Task inputs

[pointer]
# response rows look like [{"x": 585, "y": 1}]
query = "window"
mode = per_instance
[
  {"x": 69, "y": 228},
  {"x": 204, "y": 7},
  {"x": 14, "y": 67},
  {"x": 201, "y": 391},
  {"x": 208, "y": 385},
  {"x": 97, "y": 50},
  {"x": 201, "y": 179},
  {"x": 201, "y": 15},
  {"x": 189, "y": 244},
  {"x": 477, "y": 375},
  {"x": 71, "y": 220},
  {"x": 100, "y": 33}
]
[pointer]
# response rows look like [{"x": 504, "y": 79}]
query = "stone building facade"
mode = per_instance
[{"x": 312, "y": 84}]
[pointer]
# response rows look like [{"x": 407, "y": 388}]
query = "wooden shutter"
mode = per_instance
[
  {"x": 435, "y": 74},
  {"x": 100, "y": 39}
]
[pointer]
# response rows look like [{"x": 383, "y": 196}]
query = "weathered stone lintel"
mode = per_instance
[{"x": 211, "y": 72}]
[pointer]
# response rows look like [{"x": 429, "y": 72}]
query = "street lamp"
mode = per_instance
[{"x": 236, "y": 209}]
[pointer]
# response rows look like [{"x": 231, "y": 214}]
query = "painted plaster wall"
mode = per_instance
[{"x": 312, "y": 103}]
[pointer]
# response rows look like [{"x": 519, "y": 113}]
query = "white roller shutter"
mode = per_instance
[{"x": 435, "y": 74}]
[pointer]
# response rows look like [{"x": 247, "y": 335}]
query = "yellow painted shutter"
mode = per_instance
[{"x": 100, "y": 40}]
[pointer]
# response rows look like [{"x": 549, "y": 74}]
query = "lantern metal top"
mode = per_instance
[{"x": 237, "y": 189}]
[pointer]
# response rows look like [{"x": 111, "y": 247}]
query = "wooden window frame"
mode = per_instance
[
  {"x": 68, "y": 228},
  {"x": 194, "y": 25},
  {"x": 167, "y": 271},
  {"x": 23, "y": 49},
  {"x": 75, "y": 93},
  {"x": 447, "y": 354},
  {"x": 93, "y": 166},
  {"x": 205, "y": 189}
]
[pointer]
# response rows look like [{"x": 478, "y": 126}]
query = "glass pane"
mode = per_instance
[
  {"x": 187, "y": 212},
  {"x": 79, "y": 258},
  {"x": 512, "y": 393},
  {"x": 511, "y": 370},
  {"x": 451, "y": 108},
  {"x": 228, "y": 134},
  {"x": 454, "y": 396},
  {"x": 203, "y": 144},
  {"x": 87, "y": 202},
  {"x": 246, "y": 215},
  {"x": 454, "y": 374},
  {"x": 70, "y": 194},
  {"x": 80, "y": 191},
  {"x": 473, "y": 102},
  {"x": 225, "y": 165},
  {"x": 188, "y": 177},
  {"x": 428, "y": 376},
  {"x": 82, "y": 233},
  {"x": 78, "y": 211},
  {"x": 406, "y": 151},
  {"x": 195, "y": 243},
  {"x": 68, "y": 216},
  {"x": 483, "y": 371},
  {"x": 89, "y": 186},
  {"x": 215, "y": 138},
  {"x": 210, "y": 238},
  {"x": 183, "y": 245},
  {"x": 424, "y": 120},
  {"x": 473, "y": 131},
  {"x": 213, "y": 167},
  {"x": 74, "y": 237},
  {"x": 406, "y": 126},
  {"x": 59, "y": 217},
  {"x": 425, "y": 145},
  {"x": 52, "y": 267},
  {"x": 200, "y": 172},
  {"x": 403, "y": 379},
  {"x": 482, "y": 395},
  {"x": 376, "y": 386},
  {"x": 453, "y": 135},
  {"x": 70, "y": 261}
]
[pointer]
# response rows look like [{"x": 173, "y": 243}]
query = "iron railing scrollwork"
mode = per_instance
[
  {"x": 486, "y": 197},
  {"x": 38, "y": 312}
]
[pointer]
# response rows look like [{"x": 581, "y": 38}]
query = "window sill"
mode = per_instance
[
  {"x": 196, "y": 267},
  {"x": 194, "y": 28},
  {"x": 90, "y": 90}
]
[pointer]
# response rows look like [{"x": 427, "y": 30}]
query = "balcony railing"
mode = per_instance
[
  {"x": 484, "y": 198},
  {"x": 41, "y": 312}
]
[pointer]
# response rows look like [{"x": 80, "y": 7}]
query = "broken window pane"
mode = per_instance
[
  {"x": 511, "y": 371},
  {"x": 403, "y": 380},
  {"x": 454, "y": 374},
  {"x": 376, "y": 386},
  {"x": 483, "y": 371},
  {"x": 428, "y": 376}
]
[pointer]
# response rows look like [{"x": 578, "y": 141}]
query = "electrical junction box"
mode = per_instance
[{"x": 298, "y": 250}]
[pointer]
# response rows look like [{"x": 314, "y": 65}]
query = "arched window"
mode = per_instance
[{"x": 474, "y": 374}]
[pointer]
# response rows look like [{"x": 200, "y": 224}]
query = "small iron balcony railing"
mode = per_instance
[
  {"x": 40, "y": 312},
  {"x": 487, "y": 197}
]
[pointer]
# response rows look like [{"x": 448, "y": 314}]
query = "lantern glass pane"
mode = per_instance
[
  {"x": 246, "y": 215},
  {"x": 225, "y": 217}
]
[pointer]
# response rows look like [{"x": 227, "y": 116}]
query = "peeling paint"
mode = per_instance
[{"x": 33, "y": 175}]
--
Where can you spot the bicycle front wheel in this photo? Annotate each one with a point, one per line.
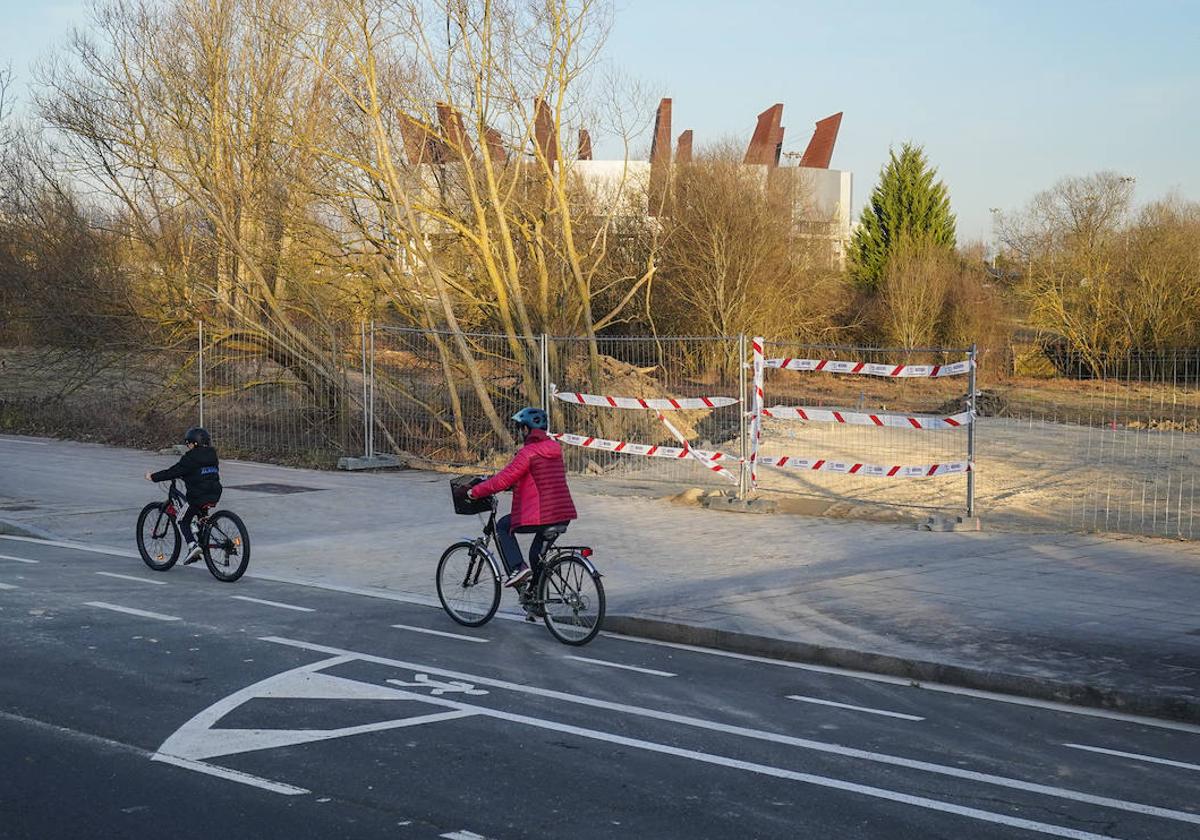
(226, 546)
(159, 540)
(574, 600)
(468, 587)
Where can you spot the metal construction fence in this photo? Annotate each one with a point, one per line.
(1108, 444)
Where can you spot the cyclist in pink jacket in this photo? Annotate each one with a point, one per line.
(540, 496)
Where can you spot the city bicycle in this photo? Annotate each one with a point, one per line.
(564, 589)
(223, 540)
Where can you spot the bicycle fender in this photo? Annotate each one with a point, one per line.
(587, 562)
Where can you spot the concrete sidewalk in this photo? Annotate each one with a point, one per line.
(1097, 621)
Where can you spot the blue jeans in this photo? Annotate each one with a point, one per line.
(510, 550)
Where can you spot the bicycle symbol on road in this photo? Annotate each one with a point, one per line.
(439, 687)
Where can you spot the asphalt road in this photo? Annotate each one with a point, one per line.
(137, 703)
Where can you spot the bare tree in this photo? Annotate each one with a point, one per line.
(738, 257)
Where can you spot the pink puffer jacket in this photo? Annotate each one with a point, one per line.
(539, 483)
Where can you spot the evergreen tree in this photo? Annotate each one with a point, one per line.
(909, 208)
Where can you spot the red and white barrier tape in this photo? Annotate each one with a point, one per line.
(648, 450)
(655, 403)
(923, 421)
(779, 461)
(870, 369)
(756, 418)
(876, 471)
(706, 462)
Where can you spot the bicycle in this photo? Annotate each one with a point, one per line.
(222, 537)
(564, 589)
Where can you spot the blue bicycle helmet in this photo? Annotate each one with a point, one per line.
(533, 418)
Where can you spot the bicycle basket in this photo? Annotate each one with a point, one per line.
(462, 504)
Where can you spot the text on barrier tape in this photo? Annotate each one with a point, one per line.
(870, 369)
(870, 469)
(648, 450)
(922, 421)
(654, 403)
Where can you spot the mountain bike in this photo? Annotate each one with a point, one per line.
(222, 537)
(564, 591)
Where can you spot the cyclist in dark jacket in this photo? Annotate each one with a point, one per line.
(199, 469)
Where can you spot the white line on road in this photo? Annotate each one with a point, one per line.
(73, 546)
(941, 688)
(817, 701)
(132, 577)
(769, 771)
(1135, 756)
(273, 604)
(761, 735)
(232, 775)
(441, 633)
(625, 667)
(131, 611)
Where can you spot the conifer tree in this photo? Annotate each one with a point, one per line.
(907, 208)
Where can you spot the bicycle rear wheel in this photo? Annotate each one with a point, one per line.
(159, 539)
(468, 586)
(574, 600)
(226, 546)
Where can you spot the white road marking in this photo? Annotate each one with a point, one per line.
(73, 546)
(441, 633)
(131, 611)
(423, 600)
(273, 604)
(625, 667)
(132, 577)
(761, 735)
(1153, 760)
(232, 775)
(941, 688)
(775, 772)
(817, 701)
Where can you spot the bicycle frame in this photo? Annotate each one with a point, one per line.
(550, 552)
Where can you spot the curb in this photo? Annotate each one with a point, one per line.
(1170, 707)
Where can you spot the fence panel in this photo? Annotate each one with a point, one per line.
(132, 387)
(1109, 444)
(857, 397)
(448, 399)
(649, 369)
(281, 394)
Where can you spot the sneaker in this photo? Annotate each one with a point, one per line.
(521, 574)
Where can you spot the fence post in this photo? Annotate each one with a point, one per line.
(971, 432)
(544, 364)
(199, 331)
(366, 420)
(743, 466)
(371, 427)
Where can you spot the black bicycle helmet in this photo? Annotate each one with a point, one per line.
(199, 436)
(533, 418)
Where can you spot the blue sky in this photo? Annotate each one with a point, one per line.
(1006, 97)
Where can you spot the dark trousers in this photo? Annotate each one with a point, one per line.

Your task
What lines in the material include the string "balcony"? Pull each one out.

Solution for this problem
query = "balcony railing"
query = "small iron balcony railing"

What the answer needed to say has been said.